- [What needs to be done] Go through the entries and copy every line that has the string "grass" in it.

- [Data shown]
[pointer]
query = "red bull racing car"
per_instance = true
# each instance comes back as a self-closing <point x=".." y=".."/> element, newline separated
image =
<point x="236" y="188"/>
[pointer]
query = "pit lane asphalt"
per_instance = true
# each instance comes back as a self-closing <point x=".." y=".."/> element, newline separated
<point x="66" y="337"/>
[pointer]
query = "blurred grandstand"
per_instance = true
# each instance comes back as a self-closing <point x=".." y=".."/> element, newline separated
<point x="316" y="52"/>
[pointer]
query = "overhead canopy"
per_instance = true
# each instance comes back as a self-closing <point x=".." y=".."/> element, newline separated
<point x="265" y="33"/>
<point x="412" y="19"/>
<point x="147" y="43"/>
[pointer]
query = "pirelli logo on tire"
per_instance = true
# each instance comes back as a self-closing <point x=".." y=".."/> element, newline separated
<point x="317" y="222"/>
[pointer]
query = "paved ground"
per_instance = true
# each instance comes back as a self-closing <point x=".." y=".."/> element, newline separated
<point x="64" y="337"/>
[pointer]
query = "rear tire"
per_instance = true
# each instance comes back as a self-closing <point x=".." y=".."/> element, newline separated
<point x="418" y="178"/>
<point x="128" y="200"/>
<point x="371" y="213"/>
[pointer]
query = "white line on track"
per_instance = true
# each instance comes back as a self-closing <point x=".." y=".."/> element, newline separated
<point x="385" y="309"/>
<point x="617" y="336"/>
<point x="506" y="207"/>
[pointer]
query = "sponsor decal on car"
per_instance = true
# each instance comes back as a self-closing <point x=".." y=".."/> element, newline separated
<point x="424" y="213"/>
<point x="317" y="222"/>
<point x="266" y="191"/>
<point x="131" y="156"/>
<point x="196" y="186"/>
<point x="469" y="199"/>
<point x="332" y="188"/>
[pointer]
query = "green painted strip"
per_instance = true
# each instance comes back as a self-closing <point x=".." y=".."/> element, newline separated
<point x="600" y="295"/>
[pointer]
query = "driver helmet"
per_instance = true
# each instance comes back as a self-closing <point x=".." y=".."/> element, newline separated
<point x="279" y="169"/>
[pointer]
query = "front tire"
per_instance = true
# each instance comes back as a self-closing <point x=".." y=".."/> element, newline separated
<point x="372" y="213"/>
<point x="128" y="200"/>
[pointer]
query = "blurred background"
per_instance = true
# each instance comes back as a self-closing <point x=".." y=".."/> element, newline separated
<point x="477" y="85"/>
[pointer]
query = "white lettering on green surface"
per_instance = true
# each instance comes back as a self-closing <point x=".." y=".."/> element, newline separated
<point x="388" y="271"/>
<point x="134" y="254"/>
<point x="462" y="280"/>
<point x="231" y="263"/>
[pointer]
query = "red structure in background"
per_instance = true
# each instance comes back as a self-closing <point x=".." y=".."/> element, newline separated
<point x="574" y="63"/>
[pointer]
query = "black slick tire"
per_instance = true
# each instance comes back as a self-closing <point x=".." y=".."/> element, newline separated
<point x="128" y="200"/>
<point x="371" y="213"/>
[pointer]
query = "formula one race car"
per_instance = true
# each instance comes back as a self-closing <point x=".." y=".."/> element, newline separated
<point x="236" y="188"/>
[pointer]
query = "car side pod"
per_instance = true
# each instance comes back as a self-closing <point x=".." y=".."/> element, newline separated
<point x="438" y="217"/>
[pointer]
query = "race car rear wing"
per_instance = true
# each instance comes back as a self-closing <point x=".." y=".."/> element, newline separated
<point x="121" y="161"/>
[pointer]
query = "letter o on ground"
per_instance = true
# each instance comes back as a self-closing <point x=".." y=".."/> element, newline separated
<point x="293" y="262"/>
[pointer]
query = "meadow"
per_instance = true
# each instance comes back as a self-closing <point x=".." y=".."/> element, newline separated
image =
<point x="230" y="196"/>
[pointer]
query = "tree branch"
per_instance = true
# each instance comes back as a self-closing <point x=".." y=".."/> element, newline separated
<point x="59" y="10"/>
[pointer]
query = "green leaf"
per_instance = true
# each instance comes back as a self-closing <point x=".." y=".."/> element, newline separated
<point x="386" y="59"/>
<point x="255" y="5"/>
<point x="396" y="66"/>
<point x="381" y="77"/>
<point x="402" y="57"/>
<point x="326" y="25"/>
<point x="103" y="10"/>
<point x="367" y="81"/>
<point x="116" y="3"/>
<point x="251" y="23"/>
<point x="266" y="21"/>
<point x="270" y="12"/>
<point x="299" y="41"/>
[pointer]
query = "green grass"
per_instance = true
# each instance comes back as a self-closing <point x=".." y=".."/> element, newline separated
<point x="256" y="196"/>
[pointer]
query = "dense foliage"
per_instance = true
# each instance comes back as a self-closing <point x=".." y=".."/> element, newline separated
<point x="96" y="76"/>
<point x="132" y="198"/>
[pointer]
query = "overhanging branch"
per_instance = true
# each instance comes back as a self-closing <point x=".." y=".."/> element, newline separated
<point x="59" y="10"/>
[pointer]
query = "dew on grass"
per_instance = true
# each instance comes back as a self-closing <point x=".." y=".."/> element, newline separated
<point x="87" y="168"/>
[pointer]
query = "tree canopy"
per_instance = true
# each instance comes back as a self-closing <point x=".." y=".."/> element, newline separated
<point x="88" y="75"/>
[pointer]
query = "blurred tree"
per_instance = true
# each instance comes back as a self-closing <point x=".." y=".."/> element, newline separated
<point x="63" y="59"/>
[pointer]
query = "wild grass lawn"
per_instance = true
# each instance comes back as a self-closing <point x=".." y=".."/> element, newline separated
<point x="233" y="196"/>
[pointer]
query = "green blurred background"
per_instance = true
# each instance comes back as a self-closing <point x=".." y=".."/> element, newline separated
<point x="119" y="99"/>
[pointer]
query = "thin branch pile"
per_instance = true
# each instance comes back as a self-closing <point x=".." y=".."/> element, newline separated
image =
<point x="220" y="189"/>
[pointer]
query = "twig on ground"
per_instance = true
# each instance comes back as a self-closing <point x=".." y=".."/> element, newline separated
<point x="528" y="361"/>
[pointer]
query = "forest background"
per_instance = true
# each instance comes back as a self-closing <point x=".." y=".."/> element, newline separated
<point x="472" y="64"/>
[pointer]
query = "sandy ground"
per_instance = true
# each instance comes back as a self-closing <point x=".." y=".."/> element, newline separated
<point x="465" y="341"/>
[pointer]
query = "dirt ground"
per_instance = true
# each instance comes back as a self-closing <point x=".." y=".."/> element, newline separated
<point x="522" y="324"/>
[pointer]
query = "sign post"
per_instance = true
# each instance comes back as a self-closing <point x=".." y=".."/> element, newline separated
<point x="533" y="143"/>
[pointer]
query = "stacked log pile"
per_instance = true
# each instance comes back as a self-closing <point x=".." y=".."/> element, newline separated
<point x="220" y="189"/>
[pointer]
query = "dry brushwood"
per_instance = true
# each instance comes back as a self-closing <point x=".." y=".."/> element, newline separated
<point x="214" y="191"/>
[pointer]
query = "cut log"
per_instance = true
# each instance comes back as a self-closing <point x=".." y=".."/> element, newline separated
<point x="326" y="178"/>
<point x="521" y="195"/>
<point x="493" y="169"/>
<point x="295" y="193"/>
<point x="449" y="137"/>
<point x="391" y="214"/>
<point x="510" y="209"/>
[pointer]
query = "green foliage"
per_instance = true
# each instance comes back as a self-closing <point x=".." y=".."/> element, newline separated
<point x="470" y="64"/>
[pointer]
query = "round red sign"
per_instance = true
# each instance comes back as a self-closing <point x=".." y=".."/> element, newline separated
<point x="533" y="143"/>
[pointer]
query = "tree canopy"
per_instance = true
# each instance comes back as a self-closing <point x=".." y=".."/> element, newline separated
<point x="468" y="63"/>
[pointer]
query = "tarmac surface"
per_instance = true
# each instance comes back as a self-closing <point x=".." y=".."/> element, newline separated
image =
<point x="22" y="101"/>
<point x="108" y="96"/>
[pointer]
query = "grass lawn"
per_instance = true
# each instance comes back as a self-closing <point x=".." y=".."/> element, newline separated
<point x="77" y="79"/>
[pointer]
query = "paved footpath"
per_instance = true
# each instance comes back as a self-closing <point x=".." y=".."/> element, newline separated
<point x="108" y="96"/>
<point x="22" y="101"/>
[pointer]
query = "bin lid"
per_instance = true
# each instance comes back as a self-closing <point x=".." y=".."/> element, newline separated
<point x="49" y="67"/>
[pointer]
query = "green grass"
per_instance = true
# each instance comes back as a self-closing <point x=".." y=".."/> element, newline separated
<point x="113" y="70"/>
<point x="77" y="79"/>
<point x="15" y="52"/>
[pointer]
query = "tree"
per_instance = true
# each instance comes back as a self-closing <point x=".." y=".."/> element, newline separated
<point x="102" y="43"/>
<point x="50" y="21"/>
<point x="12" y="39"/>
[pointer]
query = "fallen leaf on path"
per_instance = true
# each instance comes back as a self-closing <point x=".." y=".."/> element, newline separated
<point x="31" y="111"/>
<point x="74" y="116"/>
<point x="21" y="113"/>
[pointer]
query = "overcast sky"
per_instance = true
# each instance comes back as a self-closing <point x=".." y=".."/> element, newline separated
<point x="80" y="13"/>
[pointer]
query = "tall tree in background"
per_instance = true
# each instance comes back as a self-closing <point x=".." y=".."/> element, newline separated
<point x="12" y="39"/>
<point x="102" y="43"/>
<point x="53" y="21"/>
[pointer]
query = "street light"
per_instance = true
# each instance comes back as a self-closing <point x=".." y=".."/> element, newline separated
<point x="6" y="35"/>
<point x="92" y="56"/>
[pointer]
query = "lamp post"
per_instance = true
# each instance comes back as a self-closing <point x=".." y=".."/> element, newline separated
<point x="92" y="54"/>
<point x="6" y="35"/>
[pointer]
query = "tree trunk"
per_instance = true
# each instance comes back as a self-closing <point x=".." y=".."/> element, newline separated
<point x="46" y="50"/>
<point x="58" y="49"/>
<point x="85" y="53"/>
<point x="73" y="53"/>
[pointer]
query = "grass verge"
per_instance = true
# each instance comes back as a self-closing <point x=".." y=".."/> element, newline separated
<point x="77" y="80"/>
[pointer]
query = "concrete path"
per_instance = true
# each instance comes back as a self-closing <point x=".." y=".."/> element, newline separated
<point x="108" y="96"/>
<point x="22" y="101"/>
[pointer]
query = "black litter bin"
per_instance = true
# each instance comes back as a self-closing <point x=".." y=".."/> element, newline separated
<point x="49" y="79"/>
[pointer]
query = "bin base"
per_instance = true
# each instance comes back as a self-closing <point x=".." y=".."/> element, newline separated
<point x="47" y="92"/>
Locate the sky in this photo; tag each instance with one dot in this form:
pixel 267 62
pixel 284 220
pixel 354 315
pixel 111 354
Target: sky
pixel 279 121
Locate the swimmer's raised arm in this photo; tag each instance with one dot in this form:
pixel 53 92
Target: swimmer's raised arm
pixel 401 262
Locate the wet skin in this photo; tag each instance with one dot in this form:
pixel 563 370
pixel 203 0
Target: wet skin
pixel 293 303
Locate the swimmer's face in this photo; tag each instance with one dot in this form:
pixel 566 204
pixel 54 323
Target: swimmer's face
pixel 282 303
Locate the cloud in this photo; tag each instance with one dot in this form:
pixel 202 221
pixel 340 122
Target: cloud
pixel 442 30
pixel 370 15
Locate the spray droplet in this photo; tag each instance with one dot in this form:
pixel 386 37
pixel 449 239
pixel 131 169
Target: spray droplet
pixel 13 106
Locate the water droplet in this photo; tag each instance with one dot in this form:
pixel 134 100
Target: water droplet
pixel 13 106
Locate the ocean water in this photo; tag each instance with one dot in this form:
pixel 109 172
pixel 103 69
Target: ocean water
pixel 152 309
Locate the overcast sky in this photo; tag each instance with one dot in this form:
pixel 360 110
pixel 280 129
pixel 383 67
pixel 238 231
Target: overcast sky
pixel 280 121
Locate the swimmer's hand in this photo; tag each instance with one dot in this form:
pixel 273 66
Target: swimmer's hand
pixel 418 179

- [Result of the exercise]
query = "green grass"
query = "dew on grass"
query = "wild grass lawn"
query = "grass lawn"
query = "green grass"
query = "grass verge"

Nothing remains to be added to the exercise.